### Rows ###
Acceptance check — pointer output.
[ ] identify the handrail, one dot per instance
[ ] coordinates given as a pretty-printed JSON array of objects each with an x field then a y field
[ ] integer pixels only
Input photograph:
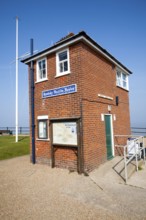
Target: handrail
[{"x": 136, "y": 151}]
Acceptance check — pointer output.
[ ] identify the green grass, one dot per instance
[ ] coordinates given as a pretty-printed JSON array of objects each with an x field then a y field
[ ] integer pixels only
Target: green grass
[{"x": 9, "y": 148}]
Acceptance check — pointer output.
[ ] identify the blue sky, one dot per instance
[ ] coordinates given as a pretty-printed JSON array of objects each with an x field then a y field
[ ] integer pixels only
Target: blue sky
[{"x": 119, "y": 26}]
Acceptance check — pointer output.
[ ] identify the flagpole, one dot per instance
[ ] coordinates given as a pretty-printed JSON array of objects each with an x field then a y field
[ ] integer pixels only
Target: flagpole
[{"x": 16, "y": 79}]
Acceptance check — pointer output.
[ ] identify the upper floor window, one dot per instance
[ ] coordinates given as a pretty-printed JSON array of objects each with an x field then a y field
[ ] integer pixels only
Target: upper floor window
[
  {"x": 43, "y": 127},
  {"x": 62, "y": 62},
  {"x": 41, "y": 70},
  {"x": 122, "y": 80}
]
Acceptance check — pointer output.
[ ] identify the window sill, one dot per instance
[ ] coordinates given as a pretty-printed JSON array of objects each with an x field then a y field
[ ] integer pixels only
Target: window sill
[
  {"x": 63, "y": 74},
  {"x": 123, "y": 88},
  {"x": 39, "y": 139},
  {"x": 43, "y": 80}
]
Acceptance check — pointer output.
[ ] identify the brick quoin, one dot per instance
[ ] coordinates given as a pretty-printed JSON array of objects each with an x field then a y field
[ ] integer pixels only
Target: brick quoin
[{"x": 93, "y": 74}]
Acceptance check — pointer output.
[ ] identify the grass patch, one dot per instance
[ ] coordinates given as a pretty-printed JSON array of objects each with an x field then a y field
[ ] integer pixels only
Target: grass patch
[{"x": 9, "y": 148}]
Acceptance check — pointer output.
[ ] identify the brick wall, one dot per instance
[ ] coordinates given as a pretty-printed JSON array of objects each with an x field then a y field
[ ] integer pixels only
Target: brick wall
[{"x": 93, "y": 75}]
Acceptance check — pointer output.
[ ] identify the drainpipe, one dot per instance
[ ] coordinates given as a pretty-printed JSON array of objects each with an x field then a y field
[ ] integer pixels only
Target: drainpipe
[{"x": 32, "y": 103}]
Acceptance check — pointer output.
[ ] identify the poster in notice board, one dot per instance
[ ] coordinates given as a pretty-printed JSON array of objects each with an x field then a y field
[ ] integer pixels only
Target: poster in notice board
[{"x": 65, "y": 133}]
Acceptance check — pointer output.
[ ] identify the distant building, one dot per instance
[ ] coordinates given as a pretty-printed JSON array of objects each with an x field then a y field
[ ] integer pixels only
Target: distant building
[{"x": 81, "y": 99}]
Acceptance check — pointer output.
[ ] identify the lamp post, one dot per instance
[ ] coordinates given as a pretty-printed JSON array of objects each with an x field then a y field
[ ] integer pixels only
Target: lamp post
[{"x": 16, "y": 79}]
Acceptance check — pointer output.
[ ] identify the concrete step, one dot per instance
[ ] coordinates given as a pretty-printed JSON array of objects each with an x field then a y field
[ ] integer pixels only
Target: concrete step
[{"x": 119, "y": 168}]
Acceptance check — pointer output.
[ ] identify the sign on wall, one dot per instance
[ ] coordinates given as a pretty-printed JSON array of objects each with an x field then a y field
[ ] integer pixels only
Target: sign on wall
[
  {"x": 59, "y": 91},
  {"x": 65, "y": 133}
]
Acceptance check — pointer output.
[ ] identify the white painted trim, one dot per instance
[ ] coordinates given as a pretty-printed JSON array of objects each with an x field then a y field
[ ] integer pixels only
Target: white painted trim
[
  {"x": 39, "y": 139},
  {"x": 73, "y": 41},
  {"x": 111, "y": 120},
  {"x": 42, "y": 117},
  {"x": 105, "y": 97},
  {"x": 54, "y": 50},
  {"x": 37, "y": 70},
  {"x": 57, "y": 63}
]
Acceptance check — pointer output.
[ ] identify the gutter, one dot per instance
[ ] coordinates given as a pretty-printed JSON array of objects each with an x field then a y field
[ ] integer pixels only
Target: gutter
[
  {"x": 32, "y": 104},
  {"x": 81, "y": 36}
]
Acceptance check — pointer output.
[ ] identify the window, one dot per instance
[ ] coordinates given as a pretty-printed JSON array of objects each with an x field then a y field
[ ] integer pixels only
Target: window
[
  {"x": 62, "y": 62},
  {"x": 43, "y": 127},
  {"x": 122, "y": 80},
  {"x": 41, "y": 70}
]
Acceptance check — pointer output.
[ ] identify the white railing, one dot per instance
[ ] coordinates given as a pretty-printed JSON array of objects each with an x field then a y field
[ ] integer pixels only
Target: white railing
[{"x": 132, "y": 150}]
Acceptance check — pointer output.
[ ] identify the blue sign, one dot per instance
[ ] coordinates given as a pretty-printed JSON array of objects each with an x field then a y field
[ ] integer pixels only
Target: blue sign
[{"x": 59, "y": 91}]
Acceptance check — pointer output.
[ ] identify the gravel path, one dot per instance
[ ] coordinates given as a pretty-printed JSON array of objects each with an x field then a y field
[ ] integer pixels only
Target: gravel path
[{"x": 38, "y": 192}]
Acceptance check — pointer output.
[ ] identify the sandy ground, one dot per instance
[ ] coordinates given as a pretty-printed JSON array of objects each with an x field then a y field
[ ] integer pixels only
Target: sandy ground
[{"x": 30, "y": 191}]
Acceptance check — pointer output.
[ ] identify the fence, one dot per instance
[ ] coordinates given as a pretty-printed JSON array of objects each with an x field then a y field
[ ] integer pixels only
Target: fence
[
  {"x": 21, "y": 130},
  {"x": 138, "y": 131}
]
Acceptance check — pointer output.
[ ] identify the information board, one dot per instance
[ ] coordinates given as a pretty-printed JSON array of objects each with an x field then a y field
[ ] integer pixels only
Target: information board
[
  {"x": 65, "y": 133},
  {"x": 64, "y": 90}
]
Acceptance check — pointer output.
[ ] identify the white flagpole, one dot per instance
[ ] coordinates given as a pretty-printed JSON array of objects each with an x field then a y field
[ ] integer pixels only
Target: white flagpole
[{"x": 16, "y": 79}]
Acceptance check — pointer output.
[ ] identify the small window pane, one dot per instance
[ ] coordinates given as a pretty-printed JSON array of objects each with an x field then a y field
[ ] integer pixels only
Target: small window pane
[
  {"x": 42, "y": 126},
  {"x": 42, "y": 69},
  {"x": 124, "y": 76},
  {"x": 63, "y": 56},
  {"x": 61, "y": 67},
  {"x": 65, "y": 66},
  {"x": 124, "y": 84}
]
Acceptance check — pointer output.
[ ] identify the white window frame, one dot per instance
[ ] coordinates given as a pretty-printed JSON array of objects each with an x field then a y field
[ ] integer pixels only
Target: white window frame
[
  {"x": 58, "y": 73},
  {"x": 120, "y": 81},
  {"x": 38, "y": 70},
  {"x": 45, "y": 119}
]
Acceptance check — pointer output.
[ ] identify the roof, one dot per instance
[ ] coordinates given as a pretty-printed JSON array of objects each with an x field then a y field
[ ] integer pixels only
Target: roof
[{"x": 71, "y": 39}]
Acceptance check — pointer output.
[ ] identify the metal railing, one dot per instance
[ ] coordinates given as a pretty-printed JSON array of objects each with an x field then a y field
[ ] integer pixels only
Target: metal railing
[
  {"x": 138, "y": 131},
  {"x": 21, "y": 130},
  {"x": 132, "y": 151}
]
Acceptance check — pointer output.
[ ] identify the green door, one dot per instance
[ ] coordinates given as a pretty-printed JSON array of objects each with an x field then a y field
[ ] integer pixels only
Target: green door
[{"x": 108, "y": 132}]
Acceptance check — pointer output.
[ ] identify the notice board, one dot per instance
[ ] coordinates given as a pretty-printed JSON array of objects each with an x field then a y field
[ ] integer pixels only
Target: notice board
[{"x": 65, "y": 133}]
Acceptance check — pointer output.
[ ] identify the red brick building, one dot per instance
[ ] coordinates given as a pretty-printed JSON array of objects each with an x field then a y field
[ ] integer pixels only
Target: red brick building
[{"x": 81, "y": 99}]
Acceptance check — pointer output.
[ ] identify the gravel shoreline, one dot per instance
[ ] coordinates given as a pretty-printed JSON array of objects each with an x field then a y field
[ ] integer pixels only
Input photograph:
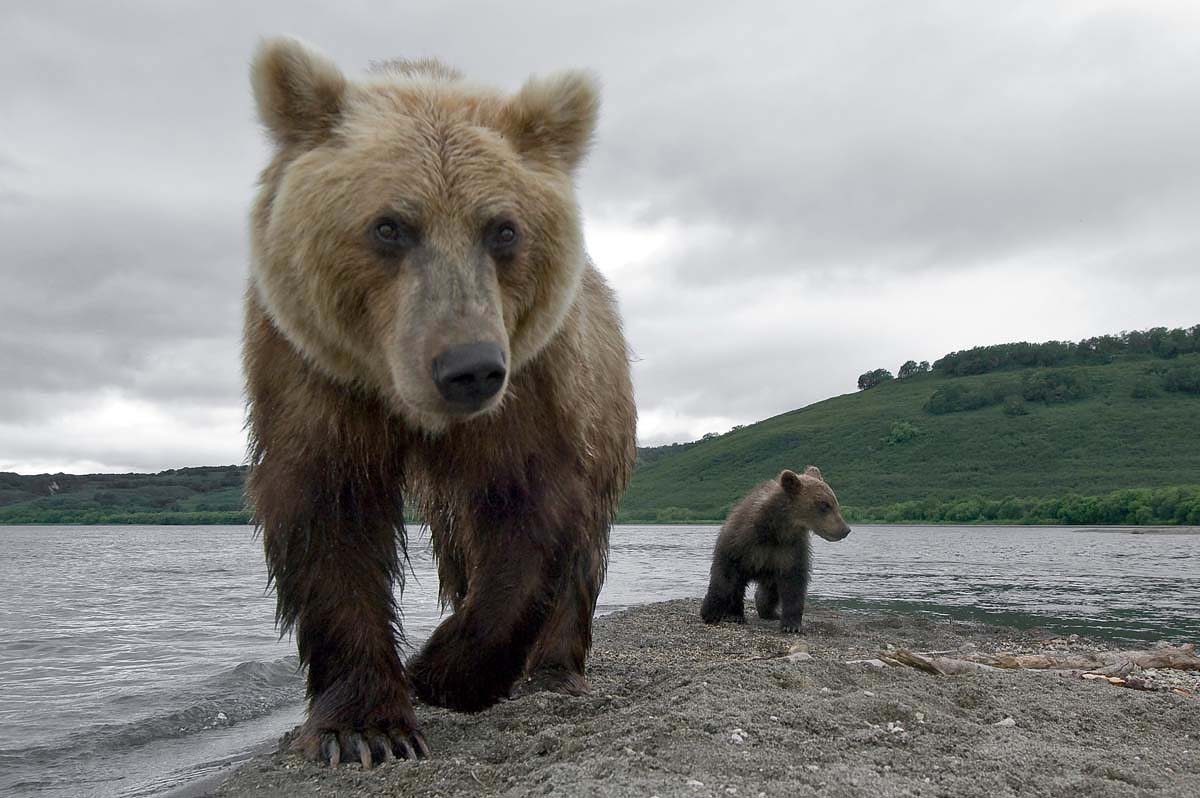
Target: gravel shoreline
[{"x": 679, "y": 708}]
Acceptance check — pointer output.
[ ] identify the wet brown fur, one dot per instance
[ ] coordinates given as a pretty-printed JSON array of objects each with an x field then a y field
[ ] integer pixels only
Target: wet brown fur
[
  {"x": 766, "y": 540},
  {"x": 345, "y": 430}
]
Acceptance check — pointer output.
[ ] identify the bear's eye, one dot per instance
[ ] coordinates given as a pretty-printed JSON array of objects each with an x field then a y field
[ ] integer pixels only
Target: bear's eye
[
  {"x": 391, "y": 234},
  {"x": 502, "y": 239}
]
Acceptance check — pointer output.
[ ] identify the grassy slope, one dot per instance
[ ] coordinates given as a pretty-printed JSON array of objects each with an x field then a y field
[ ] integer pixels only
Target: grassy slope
[
  {"x": 210, "y": 490},
  {"x": 1105, "y": 442}
]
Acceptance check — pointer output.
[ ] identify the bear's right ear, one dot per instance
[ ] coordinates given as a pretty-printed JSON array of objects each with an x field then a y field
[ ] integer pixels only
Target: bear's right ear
[{"x": 299, "y": 91}]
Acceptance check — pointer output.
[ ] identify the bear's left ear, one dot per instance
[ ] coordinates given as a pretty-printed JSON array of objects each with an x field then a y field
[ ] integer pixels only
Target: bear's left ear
[{"x": 552, "y": 119}]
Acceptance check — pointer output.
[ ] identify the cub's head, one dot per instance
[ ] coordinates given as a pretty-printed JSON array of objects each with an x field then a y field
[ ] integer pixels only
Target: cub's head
[
  {"x": 418, "y": 235},
  {"x": 813, "y": 503}
]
###
• Task details: Copy out each line of the rows above that contains the string "head", matching case exactly.

• Finished answer:
[ ] identify the cub's head, one dot per instance
Target: cub's head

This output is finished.